WHAT YOU WILL DO: Can you print every record below exactly as written?

GIVEN RECORDS:
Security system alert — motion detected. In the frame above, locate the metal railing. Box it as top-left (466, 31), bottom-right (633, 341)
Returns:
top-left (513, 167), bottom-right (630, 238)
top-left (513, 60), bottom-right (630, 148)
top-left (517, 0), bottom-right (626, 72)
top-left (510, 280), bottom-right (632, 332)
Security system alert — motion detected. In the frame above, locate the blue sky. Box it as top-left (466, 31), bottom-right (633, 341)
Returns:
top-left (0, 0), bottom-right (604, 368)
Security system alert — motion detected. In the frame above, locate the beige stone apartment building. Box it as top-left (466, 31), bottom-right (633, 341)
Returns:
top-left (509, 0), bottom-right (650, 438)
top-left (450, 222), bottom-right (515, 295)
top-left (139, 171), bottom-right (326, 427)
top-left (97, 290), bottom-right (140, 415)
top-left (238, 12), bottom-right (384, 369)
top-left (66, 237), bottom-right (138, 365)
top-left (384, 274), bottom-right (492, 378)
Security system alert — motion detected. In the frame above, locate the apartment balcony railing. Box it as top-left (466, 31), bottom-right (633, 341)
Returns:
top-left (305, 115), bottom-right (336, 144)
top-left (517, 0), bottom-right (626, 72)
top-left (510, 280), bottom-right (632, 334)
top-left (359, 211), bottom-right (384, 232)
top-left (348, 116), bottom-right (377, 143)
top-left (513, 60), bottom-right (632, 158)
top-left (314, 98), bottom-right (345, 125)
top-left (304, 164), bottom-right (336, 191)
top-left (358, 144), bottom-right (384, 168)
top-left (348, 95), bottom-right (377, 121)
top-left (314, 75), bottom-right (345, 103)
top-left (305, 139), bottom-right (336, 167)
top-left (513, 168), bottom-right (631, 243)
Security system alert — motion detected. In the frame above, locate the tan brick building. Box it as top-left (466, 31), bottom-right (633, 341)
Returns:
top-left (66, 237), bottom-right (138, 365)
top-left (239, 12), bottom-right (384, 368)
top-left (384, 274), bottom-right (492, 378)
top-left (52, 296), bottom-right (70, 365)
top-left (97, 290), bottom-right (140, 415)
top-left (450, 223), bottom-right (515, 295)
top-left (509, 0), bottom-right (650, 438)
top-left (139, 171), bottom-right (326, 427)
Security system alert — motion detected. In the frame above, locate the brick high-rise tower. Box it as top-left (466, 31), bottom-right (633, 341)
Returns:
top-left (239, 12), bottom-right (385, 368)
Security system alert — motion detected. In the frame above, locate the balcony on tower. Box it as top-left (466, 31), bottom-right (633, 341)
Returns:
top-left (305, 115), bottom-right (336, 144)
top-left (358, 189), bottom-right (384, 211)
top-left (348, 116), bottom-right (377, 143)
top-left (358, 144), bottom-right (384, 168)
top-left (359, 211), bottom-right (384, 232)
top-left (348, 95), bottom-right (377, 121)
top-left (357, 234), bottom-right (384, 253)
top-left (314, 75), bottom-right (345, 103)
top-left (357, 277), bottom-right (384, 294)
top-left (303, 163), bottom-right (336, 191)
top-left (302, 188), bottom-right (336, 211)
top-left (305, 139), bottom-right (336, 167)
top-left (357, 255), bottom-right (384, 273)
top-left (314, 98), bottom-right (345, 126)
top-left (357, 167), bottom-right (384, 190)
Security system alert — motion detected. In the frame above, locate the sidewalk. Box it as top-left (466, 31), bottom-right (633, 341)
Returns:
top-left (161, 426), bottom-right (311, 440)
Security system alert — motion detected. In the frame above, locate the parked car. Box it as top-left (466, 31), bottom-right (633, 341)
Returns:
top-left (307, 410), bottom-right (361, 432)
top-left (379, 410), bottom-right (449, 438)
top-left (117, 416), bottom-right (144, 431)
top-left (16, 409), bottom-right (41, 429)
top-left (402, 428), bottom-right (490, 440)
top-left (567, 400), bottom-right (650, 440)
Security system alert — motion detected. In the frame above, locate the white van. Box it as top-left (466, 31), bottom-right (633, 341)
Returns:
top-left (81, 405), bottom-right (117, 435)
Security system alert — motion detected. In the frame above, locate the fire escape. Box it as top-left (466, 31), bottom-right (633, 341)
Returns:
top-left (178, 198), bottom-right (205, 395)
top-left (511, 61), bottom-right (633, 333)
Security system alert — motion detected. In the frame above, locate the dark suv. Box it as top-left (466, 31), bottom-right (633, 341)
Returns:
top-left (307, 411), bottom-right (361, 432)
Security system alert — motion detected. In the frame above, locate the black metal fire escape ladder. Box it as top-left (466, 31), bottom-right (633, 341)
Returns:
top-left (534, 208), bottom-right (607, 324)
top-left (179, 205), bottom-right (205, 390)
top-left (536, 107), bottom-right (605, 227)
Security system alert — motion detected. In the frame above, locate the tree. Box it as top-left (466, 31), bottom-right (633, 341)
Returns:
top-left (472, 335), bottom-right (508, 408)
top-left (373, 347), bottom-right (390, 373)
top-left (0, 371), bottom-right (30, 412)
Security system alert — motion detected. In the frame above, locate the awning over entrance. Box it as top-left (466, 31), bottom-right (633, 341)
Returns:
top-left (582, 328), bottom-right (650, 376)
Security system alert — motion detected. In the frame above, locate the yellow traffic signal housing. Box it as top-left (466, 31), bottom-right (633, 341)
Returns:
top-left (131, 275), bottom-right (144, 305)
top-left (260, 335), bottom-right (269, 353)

EXERCISE RESPONSE:
Security system alert — motion detected. In the frame above, locate the metal railing. Box it as top-left (466, 31), bottom-right (633, 341)
Returns:
top-left (513, 167), bottom-right (630, 238)
top-left (513, 60), bottom-right (630, 148)
top-left (517, 0), bottom-right (626, 72)
top-left (510, 280), bottom-right (632, 332)
Security system alert — motion detected. In the frame above, locate the blue sky. Box it as top-left (466, 31), bottom-right (633, 341)
Returns:
top-left (0, 0), bottom-right (604, 368)
Security system alert — motion detected. In the frame above, locate the beige stone apartment building. Box it as top-left (466, 31), bottom-right (633, 341)
Returns:
top-left (509, 0), bottom-right (650, 438)
top-left (450, 222), bottom-right (515, 295)
top-left (139, 171), bottom-right (326, 427)
top-left (97, 290), bottom-right (140, 415)
top-left (238, 12), bottom-right (384, 369)
top-left (66, 237), bottom-right (138, 365)
top-left (384, 274), bottom-right (492, 378)
Security system alert — motion detected. In the frame above, locate the apartment balcony railing. Box it as top-left (466, 31), bottom-right (633, 341)
Returns:
top-left (305, 115), bottom-right (336, 144)
top-left (517, 0), bottom-right (626, 72)
top-left (510, 280), bottom-right (632, 334)
top-left (359, 211), bottom-right (384, 232)
top-left (348, 116), bottom-right (377, 143)
top-left (513, 60), bottom-right (632, 158)
top-left (314, 98), bottom-right (345, 125)
top-left (304, 164), bottom-right (336, 191)
top-left (358, 144), bottom-right (384, 168)
top-left (348, 95), bottom-right (377, 121)
top-left (314, 75), bottom-right (345, 103)
top-left (305, 139), bottom-right (336, 167)
top-left (513, 168), bottom-right (631, 243)
Security system alert — motion detected. In the frame above, locate the tan brick building. Box it as top-left (466, 31), bottom-right (633, 341)
Returns:
top-left (66, 237), bottom-right (138, 365)
top-left (239, 12), bottom-right (384, 368)
top-left (384, 274), bottom-right (492, 378)
top-left (52, 296), bottom-right (70, 365)
top-left (97, 290), bottom-right (140, 415)
top-left (450, 223), bottom-right (515, 295)
top-left (509, 0), bottom-right (650, 438)
top-left (139, 171), bottom-right (326, 427)
Security system alert — motion detected. In the frame above, locate the brick high-rise tower. Box it as top-left (466, 31), bottom-right (633, 341)
Returns:
top-left (239, 12), bottom-right (385, 368)
Security system alert — motion detected. In the frame above, locate the balcony on tower. Box it as top-left (466, 31), bottom-right (633, 341)
Returns:
top-left (305, 115), bottom-right (336, 144)
top-left (358, 189), bottom-right (384, 211)
top-left (348, 116), bottom-right (377, 143)
top-left (358, 144), bottom-right (384, 168)
top-left (359, 211), bottom-right (384, 232)
top-left (348, 95), bottom-right (377, 121)
top-left (357, 234), bottom-right (384, 253)
top-left (314, 75), bottom-right (345, 103)
top-left (357, 277), bottom-right (384, 294)
top-left (303, 163), bottom-right (336, 191)
top-left (302, 188), bottom-right (336, 211)
top-left (305, 139), bottom-right (336, 167)
top-left (357, 255), bottom-right (384, 273)
top-left (314, 98), bottom-right (345, 126)
top-left (357, 167), bottom-right (384, 190)
Security system alert — motion detected. In the frame above, locate the sidewalk. Box it as top-left (466, 31), bottom-right (633, 341)
Returns:
top-left (161, 426), bottom-right (311, 440)
Security system alert — motion detected. In the frame above, locate the parked car. Box it as top-left (466, 31), bottom-right (633, 341)
Returns:
top-left (307, 410), bottom-right (361, 432)
top-left (379, 410), bottom-right (449, 438)
top-left (117, 416), bottom-right (144, 431)
top-left (16, 409), bottom-right (41, 429)
top-left (402, 428), bottom-right (490, 440)
top-left (567, 400), bottom-right (650, 440)
Security system alert — motion detected. In the frame above, locate the white van. Box it as top-left (466, 31), bottom-right (633, 341)
Returns:
top-left (81, 405), bottom-right (117, 435)
Security system alert — motion detected. In the frame above, locate the fire escape. Box it as top-left (466, 31), bottom-right (633, 341)
Returns:
top-left (178, 198), bottom-right (205, 395)
top-left (511, 61), bottom-right (633, 333)
Security system alert — motion detected. In the frame above, locate the dark suv. Box it as top-left (466, 31), bottom-right (633, 341)
Returns:
top-left (307, 411), bottom-right (361, 432)
Security system alert — motion detected. In the frame above, locate the black metal fire escape ladder. Box it as top-left (466, 31), bottom-right (633, 341)
Returns:
top-left (534, 208), bottom-right (607, 324)
top-left (179, 205), bottom-right (205, 390)
top-left (536, 107), bottom-right (605, 227)
Security system alert — motion detected. In the frame above, locate the tree. Box it as top-left (466, 31), bottom-right (633, 341)
Returns:
top-left (472, 335), bottom-right (508, 408)
top-left (373, 347), bottom-right (390, 373)
top-left (0, 371), bottom-right (30, 412)
Security system alert — motion detected. In the frame above, locate the awning over entrance. Box it as top-left (466, 31), bottom-right (633, 341)
Returns:
top-left (582, 328), bottom-right (650, 376)
Security system alert — motion detected. In the frame above, locate the yellow traffic signal housing. Box it as top-left (466, 31), bottom-right (633, 341)
Returns:
top-left (131, 275), bottom-right (144, 305)
top-left (260, 335), bottom-right (269, 353)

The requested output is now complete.